Stored data entries:
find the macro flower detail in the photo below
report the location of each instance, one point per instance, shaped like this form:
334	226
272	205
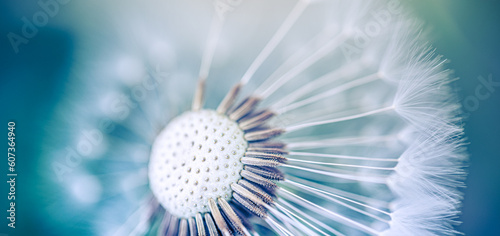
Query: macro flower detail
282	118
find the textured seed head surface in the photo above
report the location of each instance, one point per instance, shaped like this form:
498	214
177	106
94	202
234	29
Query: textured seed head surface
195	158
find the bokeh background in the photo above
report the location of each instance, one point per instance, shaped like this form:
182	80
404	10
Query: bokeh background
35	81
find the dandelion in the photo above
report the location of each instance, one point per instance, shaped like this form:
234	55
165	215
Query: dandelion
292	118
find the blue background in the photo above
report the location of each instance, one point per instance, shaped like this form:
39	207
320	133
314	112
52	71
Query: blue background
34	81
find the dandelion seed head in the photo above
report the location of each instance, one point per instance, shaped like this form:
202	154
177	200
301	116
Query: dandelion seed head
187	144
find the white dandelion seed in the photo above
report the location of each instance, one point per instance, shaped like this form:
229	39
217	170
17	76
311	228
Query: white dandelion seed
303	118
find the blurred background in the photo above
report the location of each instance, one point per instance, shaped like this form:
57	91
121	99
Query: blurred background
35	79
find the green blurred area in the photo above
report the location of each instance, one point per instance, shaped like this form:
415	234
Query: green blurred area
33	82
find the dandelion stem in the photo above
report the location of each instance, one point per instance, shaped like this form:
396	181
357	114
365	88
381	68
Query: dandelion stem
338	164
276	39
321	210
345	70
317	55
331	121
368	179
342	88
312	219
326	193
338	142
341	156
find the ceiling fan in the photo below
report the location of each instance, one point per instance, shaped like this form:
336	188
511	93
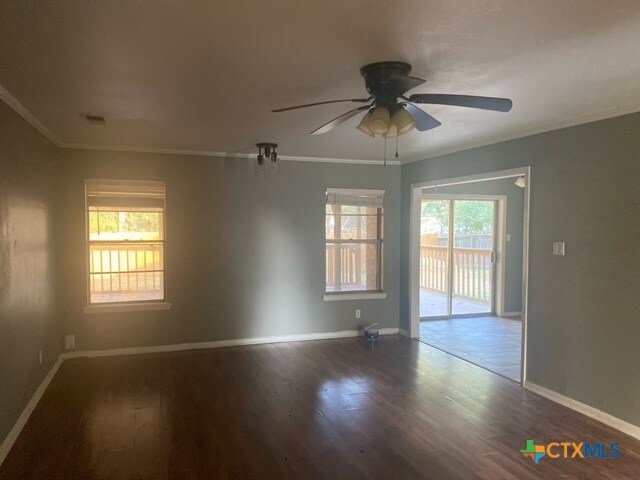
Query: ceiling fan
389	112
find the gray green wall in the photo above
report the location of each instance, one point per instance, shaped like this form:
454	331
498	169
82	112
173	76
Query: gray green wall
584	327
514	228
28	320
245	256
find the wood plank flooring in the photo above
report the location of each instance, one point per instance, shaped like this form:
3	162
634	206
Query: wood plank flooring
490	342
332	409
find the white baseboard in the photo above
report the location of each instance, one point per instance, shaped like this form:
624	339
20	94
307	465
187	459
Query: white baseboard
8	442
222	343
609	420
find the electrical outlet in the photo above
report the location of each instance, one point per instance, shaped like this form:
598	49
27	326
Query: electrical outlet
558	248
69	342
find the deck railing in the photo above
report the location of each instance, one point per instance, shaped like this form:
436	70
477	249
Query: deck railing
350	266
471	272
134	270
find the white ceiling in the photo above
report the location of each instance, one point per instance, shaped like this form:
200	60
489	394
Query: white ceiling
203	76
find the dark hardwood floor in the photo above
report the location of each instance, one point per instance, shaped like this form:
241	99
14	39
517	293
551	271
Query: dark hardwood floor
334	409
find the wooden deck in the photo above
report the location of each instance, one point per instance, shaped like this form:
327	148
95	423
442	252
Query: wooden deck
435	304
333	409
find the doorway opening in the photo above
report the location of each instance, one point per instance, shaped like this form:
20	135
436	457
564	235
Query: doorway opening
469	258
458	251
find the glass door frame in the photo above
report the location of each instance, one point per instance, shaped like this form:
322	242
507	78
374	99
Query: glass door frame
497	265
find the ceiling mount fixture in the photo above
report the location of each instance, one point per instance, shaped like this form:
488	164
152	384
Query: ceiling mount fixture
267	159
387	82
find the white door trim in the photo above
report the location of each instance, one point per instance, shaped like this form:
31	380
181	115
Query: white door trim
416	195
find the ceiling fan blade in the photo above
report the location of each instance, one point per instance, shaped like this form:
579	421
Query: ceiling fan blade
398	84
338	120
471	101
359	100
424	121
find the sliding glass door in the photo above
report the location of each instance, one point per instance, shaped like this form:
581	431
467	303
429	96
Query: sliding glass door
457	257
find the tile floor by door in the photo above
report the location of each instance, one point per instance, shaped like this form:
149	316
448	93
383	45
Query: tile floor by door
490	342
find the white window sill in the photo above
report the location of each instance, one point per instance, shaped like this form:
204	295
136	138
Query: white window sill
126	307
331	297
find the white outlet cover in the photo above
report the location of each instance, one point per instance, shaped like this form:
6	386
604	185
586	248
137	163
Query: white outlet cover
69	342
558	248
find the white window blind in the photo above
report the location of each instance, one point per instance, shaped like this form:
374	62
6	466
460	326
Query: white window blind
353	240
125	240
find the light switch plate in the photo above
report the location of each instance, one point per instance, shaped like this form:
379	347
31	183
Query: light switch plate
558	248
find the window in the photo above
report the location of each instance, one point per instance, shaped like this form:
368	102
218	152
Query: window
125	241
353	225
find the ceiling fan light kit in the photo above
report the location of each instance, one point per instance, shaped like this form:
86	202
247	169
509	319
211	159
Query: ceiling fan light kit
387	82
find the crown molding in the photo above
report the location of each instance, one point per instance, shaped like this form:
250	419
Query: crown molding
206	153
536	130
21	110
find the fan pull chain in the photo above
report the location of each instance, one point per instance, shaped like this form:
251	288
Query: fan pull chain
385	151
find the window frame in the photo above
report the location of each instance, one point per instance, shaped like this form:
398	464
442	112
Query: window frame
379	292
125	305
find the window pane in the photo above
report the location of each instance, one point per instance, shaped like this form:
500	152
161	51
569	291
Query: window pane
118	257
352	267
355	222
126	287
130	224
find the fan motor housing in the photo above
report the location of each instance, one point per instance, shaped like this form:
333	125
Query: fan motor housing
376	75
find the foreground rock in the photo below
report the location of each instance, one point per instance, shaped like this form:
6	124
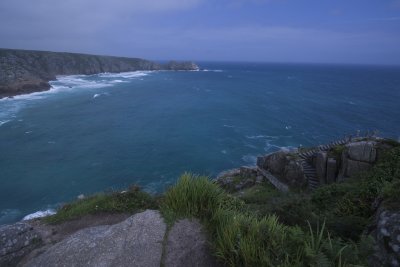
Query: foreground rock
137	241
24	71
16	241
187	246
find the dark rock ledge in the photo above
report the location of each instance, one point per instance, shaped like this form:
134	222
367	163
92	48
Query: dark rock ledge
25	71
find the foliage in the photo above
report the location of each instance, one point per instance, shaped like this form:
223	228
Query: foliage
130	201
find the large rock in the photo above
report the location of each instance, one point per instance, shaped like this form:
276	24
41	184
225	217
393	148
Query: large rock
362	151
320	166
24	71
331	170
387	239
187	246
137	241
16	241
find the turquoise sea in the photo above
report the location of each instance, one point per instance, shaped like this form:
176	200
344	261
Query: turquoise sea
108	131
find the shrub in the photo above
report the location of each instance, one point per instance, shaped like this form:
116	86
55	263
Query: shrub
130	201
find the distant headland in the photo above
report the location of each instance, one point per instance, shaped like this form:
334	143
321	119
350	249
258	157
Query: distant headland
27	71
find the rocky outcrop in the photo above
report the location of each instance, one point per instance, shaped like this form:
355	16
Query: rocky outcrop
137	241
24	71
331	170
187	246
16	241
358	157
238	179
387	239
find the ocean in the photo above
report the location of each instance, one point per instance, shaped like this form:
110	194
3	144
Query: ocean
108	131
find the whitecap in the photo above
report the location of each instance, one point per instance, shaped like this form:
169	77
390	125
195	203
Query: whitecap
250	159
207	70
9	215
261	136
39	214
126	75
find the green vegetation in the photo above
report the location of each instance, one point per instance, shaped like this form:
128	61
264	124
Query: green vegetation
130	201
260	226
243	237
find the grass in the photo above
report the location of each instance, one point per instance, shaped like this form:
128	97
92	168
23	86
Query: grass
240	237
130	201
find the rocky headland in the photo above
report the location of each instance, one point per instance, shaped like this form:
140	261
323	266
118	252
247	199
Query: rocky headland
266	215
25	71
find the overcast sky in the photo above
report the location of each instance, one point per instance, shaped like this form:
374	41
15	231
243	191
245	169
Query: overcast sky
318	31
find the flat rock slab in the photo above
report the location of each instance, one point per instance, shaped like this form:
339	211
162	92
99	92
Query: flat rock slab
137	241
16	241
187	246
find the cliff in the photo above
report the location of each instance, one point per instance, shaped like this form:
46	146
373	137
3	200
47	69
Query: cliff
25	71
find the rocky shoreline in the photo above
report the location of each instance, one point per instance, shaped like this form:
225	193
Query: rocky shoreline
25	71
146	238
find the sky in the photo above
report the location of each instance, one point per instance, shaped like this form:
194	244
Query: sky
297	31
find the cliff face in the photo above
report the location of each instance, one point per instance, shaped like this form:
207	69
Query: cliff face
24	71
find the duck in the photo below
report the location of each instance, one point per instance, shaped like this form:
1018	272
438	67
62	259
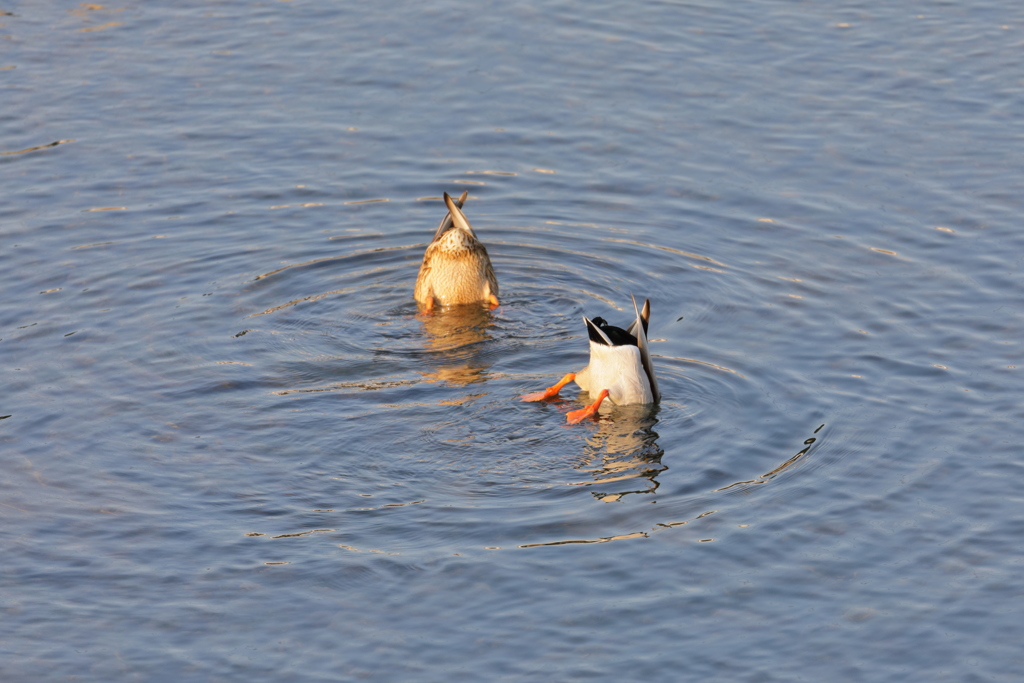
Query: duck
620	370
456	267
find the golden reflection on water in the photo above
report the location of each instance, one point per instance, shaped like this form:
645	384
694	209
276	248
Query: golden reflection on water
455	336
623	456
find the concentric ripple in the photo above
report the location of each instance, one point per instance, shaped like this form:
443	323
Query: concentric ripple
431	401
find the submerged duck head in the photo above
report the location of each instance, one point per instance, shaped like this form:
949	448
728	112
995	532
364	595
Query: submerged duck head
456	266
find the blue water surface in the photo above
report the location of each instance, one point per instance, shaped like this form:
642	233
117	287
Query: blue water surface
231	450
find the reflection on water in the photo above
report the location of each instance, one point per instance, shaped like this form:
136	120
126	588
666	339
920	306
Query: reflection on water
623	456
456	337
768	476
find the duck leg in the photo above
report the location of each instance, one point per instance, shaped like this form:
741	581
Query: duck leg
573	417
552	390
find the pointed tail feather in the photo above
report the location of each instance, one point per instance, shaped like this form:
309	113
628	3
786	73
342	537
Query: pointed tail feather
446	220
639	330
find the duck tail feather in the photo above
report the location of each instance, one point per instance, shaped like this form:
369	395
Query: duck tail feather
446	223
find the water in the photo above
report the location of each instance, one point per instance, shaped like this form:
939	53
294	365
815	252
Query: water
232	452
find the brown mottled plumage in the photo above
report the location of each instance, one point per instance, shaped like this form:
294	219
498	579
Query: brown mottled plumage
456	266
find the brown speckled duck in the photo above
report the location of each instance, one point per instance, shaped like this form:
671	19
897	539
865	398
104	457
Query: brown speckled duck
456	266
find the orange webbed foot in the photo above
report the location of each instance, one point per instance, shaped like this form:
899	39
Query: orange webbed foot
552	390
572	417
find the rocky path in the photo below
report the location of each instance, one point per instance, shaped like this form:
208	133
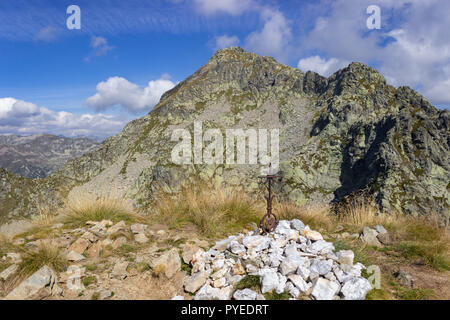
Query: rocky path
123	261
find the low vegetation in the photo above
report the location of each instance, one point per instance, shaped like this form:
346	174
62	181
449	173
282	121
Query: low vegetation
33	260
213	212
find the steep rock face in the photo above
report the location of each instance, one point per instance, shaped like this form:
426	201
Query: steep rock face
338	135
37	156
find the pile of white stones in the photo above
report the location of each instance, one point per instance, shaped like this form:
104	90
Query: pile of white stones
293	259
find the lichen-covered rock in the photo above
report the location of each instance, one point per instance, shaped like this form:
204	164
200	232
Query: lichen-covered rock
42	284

HOW TO COMPLETE THIS TASK. Lines holding the word "below" are the answer; copy each one from the records above.

RESPONSE TO THE EXERCISE.
find the macro flower detail in the photo below
find the ceiling fan in the photo below
find the foreground rock in the photo below
find the duck in the photo below
find the rocky path in the photo below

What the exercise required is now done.